◆ Text passage:
+ + + + + + +

Question

A survey of athletes at a high school is conducted, and the following facts are discovered: 68% of the athletes are football players, 26% are basketball players, and 23% of the athletes play both football and basketball. An athlete is chosen at random from the high school: what is the probability that the athlete is either a football player or a basketball player

Answer 1

71%

Explanation:

Applying Venn's diagram

probabilty that an athlete plays either football or basketball

P ( A ∪ B ) = a + b + ( A ∩ B ) equation 1

note:

P ( A ) = a + ( A ∩ B )

( A ∩ B ) = 23% = 0.23

a = P( A ) - 0.23 = 0.68 - 0.23 = 0.45

P ( B ) = b + ( A ∩ B )

b = P ( B ) - ( A ∩ B ) = 0.26 - 0.23 = 0.03

back to equation 1

P ( A ∪ B ) = 0.45 + 0.03 +( 0.23 )

= 0.48 + ( 0.23 ) = 0.71 = 71%

P( A ) = probability of football players

P ( B ) = probability of basketball players

a = probability of playing football but not basketball

b = probabilty of playing basketball but not football

Answer 2

71% probability that the athlete is either a football player or a basketball player

Explanation:

We solve this problem building the Venn's diagram of these probabilities.

I am going to say that:

A is the probability that an athlete is a football player.

+ + + + + + +

[Dataset rows on where objects appear]
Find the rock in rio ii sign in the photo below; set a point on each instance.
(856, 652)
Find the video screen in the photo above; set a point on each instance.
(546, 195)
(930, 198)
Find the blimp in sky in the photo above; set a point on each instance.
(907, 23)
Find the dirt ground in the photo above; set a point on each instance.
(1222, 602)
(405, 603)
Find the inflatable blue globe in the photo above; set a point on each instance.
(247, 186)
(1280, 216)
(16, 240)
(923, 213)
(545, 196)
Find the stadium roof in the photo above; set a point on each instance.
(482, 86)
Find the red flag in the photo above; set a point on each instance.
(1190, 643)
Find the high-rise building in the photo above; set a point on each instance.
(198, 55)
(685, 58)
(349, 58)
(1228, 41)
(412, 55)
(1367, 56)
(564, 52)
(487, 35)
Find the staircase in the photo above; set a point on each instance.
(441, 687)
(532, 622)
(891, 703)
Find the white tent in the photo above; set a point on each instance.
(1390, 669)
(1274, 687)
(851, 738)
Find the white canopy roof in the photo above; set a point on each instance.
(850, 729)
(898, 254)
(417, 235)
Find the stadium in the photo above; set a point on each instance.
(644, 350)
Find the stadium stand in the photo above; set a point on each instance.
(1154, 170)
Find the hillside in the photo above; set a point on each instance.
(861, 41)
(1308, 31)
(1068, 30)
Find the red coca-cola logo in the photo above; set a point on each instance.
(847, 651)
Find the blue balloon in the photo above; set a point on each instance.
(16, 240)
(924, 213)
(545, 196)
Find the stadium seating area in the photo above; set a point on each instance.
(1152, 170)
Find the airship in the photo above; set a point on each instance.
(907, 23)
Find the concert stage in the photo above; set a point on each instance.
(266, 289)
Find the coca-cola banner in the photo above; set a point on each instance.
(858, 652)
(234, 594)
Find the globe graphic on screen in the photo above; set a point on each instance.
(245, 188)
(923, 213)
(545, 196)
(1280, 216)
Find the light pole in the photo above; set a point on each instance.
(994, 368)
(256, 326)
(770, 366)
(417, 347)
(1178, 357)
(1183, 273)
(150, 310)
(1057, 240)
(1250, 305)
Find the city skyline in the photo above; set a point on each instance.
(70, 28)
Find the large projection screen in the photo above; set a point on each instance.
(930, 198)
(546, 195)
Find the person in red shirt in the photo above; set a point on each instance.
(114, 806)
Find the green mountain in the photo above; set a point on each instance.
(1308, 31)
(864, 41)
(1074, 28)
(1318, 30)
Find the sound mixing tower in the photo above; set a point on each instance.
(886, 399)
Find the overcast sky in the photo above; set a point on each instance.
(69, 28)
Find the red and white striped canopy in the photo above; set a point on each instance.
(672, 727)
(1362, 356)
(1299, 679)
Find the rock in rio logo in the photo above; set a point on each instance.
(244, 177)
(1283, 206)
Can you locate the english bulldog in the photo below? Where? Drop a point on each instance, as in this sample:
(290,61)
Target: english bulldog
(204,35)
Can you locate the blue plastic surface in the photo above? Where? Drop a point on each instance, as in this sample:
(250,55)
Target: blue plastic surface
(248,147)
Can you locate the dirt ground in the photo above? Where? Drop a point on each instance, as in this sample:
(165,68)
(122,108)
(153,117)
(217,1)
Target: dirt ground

+ + + + + + +

◆ Work to do: Transcribe the part of the athlete probability thread between "( A ∩ B ) = 23% = 0.23" and "0.03 +( 0.23 )", inclusive.

◆ Full solution:
( A ∩ B ) = 23% = 0.23

a = P( A ) - 0.23 = 0.68 - 0.23 = 0.45

P ( B ) = b + ( A ∩ B )

b = P ( B ) - ( A ∩ B ) = 0.26 - 0.23 = 0.03

back to equation 1

P ( A ∪ B ) = 0.45 + 0.03 +( 0.23 )